Work order 1 |
Could you return the part of the Diesel interview starting with "She probably loved" and going on through "that growing up?"?
Work order 2 |
Can you take the Diesel interview further, picking up after its last line?

══ Selected excerpt ══

She probably loved it… I really loved it. I think this is what the brand stands for.

Thinking back to your childhood, what are your first memories of the brand back then? I grew up in Wales and I always remember my brother wearing his Diesel jeans for a night out in town. So many people have a memory they associate with the first time they encountered Diesel, which is something I love about it. What’s yours?

It’s exactly the same to be honest! I’m from Bruges, a provincial town in Belgium. Diesel was the shit: to wear, to have. My mother was a single mother so I wasn’t wearing [designer] clothes. When I turned 15, I started working as a dishwasher in a bar and I saved up for a pair of Diesel pants. It was definitely the first time I thought, I need this brand.”

I love that. Diesel has always been known for great advertising, too. Do you remember that growing up?

═══
══ Recorded information ══

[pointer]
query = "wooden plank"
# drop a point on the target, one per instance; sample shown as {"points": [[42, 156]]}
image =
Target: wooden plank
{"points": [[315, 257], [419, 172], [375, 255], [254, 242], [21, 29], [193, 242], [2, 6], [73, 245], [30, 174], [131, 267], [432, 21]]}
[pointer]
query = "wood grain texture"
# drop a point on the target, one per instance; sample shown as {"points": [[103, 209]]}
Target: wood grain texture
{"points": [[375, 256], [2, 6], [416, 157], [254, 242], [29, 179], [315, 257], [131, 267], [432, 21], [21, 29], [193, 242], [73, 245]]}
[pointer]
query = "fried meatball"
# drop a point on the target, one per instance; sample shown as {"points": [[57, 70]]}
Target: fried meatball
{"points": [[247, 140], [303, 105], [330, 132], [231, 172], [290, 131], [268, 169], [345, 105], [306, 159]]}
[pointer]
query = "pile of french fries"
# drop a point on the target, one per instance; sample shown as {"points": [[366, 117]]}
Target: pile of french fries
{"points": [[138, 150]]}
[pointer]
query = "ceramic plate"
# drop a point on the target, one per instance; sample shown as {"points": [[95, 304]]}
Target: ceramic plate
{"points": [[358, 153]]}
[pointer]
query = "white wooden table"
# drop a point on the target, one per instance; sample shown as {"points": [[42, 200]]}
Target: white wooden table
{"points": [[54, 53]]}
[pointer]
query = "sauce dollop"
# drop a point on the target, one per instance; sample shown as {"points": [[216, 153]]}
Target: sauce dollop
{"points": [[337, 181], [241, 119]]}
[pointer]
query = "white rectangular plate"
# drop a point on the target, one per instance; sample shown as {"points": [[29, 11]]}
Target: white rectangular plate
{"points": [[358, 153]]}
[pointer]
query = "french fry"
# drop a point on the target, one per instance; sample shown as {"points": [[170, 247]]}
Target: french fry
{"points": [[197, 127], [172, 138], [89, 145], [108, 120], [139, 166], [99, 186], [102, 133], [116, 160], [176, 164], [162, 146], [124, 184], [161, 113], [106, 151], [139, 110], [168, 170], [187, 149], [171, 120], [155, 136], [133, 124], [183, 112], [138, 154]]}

═══

Task response 1 |
She probably loved it… I really loved it. I think this is what the brand stands for.

Thinking back to your childhood, what are your first memories of the brand back then? I grew up in Wales and I always remember my brother wearing his Diesel jeans for a night out in town. So many people have a memory they associate with the first time they encountered Diesel, which is something I love about it. What’s yours?

It’s exactly the same to be honest! I’m from Bruges, a provincial town in Belgium. Diesel was the shit: to wear, to have. My mother was a single mother so I wasn’t wearing [designer] clothes. When I turned 15, I started working as a dishwasher in a bar and I saved up for a pair of Diesel pants. It was definitely the first time I thought, I need this brand.”

I love that. Diesel has always been known for great advertising, too. Do you remember that growing up?

Task response 2 |
I don’t know how it was in Wales but, in Belgium, Diesel was in the corner of a department store covered in flyers and posters. As a teenager, you would pass by the store to see if there was a new flyer or poster. Those adverts were groundbreaking, very irreverent. They talked about gay rights, ethnic minorities, plastic surgery. It was amazing and all in shithole provincial Bruges. You’ve seen the film In Bruges, right? In it, they say, Bruges is a shithole.” It’s a sleepy city where nothing happens. This was the spiciest thing to happen in town. It definitely coloured my aesthetic, my way of thinking, and it opened up my mind. Diesel was a game-changer.

Were there any specific posters you remember really standing out?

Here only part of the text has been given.